------ Records supplied

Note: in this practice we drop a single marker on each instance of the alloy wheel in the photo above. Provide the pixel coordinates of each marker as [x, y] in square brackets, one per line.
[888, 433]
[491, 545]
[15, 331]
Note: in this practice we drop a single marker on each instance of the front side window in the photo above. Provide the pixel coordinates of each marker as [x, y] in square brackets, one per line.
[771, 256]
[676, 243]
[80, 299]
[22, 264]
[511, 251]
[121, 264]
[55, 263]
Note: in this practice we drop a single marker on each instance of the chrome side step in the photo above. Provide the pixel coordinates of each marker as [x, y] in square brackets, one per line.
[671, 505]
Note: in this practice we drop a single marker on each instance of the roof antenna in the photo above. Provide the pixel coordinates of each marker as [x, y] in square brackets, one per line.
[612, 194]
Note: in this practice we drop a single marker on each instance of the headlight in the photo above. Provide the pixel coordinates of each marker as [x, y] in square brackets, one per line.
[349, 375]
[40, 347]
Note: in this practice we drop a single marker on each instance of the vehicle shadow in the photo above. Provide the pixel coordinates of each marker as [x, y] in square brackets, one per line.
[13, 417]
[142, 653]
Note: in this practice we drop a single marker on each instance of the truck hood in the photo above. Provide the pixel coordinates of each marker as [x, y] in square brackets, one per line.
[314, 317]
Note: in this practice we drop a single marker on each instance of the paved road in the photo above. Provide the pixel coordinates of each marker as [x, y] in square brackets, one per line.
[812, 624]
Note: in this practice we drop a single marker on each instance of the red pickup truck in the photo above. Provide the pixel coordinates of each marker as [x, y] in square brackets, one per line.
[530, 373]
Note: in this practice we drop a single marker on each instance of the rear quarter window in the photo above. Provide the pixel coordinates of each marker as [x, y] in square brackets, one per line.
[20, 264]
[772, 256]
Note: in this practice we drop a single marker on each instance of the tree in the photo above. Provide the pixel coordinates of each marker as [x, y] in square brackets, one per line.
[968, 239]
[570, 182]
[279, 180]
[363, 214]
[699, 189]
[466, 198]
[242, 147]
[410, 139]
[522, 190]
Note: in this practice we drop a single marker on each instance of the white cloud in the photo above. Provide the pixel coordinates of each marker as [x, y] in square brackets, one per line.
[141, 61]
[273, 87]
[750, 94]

------------

> _Work request_: Exactly reproduce every line found in the records.

> _Exercise result_:
Note: in this practice we drop a single marker on each instance of the alloy wheel in the photo above. Provide the pixel coordinates of each marker as [x, y] in square brackets, one per line.
[888, 433]
[491, 545]
[15, 331]
Note: in this practice we drop a single marker on each instance of the front side window in the photo above. Provide the pixel coordinates of each marker as [x, y] in square brackets, one per line.
[771, 256]
[676, 243]
[80, 299]
[22, 264]
[511, 251]
[121, 264]
[55, 263]
Note: in this practice we drop a single marker on each instance of the chrome side step in the photo above. Provide the pixel coordinates of each marker as [x, y] in square brackets, one per line.
[671, 505]
Note: in this practice we drop a single marker on each instance of the roof antenna in the photo above. Provide the pixel coordinates of each marker as [x, y] in square brackets, one per line.
[612, 194]
Note: in this practice we drop a single marker on each instance of the headlight in the photo above. Provide the pixel coordinates of each marker as [x, y] in square brackets, one per line.
[349, 375]
[40, 347]
Note: in this practice we drop a single marker on each instance of the vehicle shadow in the photo above. Provide the pixel coordinates of each marker as [x, y] in square brackets, one per line.
[13, 417]
[142, 653]
Note: in this practice we drop a single marker on each instance of the truck hood in the photo above. Provide the pixel coordinates of each marker as [x, y] in square brackets, one per line.
[314, 317]
Note: in this practice we drop a single marker on each instance of the paved road in the photo above. Provide the pixel coordinates of each marker as [x, y] in square brackets, one per line.
[812, 624]
Note: in this practice we drop a single marker on each instance of the red pickup truck in the photo above. Provide the pixel coordinates of each marker as [x, y] in square brackets, one per line.
[530, 373]
Note: in this practice we drop a single marker on each instance of the rear quarter window in the photo above. Provide the pixel coordinates of each marker as [x, y] in square brackets, one per line.
[20, 264]
[772, 256]
Note: in this practice we drop a single marker on each instance of the tree in the photo above. Provide the pixel coordinates of each marker as [x, y] in square brackets, one per line.
[968, 239]
[570, 182]
[279, 180]
[363, 214]
[699, 189]
[466, 198]
[242, 147]
[410, 139]
[522, 190]
Note: in this practice we drop a single marker on each instance of the white cloud in the photo above. Provide the pixel coordinates of each marker as [x, y] in square brackets, one per line.
[141, 61]
[273, 87]
[750, 94]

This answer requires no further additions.